Parti dell'esercizio —
**1.** Nella citazione biblica del testo fornito, individua tutte le forme verbali di prima persona singolare.
**2.** Trascrivi dal testo fornito il passo che va da "Dal Dio che" fino a "porta del cuore." compreso.
**3.** Nel testo fornito, a che cosa viene paragonata la voce dello Spirito, per Gesù fra noi?

Testo fornito —
--------------------------------------------------
Dal Dio che abita in noi, al fratello che amiamo per Lui


"Rilettura", alla fine del mese, della Parola di Vita di novembre.

«Ecco: sto alla porta e busso. Se qualcuno ascolta la mia voce e mi apre la porta, io verrò da lui, cenerò con lui ed egli con me» (Ap 3,20).

L'essere vigilanti nell'ascolto della voce del Signore è una costante della nostra vita, non solo nei momenti di preghiera. È far tacere le voci dentro di noi per poter ascoltare la sua voce. IL silenzio interiore, poi, favorisce l'ascolto della voce del Signore. Far tacere i rumori è la condizione per riconoscer ed ascoltare la sua voce, il suo Spirito, l'unico capace di sbloccare le nostre paure e farci aprire la porta del cuore.
Ma c'è un altro modo per ascoltare la voce dello Spirito, non solo dentro di noi, ma anche quella di Lui presente fra noi, uniti nel Risorto. La voce dello Spirito, infatti, per Gesù fra noi, è come un altoparlante della sua voce in noi.
--------------------------------------------------
Dati mostrati —
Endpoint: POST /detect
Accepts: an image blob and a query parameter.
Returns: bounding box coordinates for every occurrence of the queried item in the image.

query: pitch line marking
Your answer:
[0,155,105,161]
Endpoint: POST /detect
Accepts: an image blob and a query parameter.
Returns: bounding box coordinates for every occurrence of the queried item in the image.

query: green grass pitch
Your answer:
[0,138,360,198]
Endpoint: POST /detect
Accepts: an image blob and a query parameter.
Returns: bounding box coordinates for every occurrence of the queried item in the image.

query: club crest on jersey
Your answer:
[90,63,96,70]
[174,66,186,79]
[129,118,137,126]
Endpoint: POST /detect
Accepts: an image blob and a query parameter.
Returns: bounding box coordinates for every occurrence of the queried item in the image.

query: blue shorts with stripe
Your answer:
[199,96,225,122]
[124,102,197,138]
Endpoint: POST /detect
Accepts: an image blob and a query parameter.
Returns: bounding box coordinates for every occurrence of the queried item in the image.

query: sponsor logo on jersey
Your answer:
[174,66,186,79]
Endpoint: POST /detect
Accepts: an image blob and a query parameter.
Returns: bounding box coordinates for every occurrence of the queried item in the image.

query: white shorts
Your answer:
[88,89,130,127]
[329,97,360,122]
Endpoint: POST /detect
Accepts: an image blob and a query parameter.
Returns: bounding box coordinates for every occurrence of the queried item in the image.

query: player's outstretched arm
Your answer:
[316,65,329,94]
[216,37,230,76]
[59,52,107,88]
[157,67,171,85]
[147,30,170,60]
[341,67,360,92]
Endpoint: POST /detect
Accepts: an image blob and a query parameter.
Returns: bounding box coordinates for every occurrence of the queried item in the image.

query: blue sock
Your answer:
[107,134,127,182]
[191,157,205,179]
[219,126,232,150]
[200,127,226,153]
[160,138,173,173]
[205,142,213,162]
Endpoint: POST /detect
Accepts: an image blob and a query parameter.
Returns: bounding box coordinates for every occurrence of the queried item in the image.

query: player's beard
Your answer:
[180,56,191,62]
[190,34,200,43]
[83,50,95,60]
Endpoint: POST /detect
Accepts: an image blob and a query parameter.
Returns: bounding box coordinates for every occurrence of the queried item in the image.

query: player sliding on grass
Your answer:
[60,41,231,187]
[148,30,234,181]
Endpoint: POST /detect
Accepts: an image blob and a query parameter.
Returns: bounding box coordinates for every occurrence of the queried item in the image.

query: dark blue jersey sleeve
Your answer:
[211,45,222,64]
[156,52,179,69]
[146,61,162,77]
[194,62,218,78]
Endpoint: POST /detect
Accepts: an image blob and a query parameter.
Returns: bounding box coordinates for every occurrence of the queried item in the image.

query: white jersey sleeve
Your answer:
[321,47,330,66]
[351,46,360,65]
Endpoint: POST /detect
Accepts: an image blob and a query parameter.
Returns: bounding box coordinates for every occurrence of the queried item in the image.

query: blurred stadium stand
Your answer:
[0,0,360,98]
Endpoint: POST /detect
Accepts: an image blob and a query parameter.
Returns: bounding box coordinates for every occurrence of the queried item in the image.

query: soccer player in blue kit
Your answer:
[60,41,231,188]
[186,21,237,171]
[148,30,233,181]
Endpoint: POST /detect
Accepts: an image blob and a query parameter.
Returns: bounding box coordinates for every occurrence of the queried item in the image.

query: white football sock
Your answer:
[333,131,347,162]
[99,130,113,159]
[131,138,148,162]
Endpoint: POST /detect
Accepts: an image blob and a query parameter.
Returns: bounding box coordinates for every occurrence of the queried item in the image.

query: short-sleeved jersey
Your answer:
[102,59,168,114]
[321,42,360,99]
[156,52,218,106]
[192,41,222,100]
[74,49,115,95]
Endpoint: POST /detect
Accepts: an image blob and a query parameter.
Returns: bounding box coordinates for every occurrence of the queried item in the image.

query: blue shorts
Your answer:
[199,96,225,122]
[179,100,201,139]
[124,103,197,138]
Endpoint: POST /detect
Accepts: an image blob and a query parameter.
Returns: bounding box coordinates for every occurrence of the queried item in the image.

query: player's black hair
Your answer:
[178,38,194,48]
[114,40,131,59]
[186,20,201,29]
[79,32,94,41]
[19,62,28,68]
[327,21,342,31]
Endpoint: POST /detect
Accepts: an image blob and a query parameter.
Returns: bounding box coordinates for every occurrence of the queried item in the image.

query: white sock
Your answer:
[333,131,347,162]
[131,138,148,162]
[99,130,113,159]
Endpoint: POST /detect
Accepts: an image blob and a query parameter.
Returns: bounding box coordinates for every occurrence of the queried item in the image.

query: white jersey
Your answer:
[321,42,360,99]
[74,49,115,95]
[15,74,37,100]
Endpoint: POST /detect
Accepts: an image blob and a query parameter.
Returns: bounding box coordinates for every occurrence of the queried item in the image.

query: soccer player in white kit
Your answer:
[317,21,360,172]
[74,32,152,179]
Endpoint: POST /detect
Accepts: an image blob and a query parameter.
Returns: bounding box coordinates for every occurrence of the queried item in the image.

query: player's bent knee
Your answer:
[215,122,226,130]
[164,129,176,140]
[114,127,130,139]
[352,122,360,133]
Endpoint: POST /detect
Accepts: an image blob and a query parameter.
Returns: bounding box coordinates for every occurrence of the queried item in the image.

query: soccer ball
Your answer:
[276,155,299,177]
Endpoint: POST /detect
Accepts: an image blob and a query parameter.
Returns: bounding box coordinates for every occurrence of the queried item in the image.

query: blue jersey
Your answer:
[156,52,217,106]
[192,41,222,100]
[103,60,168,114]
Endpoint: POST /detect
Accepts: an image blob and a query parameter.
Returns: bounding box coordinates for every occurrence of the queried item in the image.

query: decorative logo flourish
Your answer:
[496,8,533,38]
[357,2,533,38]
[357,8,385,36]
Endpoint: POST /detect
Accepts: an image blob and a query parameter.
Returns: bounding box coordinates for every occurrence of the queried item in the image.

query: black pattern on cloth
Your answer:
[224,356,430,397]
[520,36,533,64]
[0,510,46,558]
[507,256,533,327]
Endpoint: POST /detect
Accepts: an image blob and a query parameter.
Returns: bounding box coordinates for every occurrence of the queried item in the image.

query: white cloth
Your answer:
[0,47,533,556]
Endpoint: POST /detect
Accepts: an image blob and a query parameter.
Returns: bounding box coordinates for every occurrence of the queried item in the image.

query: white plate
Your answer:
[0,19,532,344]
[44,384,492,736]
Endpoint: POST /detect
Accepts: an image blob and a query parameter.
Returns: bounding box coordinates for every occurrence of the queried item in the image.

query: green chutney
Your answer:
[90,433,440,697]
--------------------------------------------------
Risposte ai compiti —
**1.** Le forme verbali sono: sto, busso, verrò, cenerò.

**2.**
Dal Dio che abita in noi, al fratello che amiamo per Lui


"Rilettura", alla fine del mese, della Parola di Vita di novembre.

«Ecco: sto alla porta e busso. Se qualcuno ascolta la mia voce e mi apre la porta, io verrò da lui, cenerò con lui ed egli con me» (Ap 3,20).

L'essere vigilanti nell'ascolto della voce del Signore è una costante della nostra vita, non solo nei momenti di preghiera. È far tacere le voci dentro di noi per poter ascoltare la sua voce. IL silenzio interiore, poi, favorisce l'ascolto della voce del Signore. Far tacere i rumori è la condizione per riconoscer ed ascoltare la sua voce, il suo Spirito, l'unico capace di sbloccare le nostre paure e farci aprire la porta del cuore.

**3.** Viene paragonata a un altoparlante della sua voce in noi.